Excerpts from a dataset on object pointing:
################
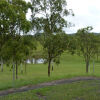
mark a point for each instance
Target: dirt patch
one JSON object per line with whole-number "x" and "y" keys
{"x": 57, "y": 82}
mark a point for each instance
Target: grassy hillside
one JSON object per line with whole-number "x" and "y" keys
{"x": 70, "y": 66}
{"x": 84, "y": 90}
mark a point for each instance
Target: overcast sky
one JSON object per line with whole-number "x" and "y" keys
{"x": 87, "y": 13}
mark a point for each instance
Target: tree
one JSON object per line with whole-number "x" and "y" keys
{"x": 87, "y": 43}
{"x": 13, "y": 21}
{"x": 50, "y": 21}
{"x": 54, "y": 46}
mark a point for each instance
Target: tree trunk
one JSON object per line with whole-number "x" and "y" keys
{"x": 87, "y": 66}
{"x": 21, "y": 68}
{"x": 49, "y": 65}
{"x": 35, "y": 61}
{"x": 1, "y": 64}
{"x": 16, "y": 70}
{"x": 25, "y": 67}
{"x": 13, "y": 71}
{"x": 52, "y": 67}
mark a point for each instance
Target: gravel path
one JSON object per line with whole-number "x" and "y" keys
{"x": 52, "y": 83}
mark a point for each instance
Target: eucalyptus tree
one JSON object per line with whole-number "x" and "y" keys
{"x": 50, "y": 17}
{"x": 28, "y": 44}
{"x": 13, "y": 21}
{"x": 87, "y": 43}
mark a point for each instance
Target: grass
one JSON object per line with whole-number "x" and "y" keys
{"x": 70, "y": 66}
{"x": 83, "y": 90}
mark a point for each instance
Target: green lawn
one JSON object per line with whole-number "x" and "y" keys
{"x": 83, "y": 90}
{"x": 70, "y": 66}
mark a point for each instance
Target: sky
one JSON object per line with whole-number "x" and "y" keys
{"x": 87, "y": 13}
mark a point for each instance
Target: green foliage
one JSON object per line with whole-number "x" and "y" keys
{"x": 87, "y": 44}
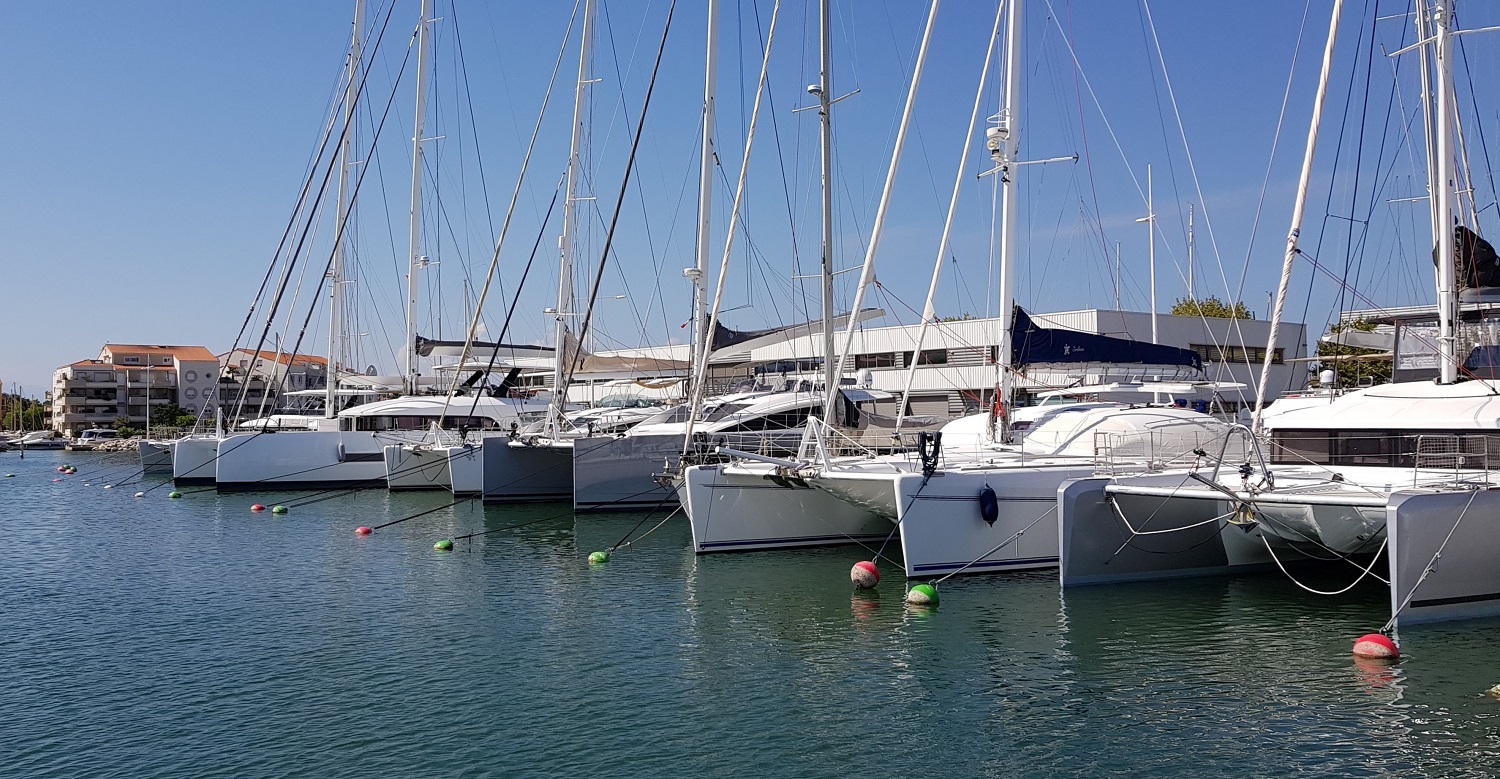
################
▶ _GIVEN TASK_
Please report how many lines in the data above contain the string "green". Reply with the number alone.

▶ _SOLUTION TO THIS PROBLEM_
2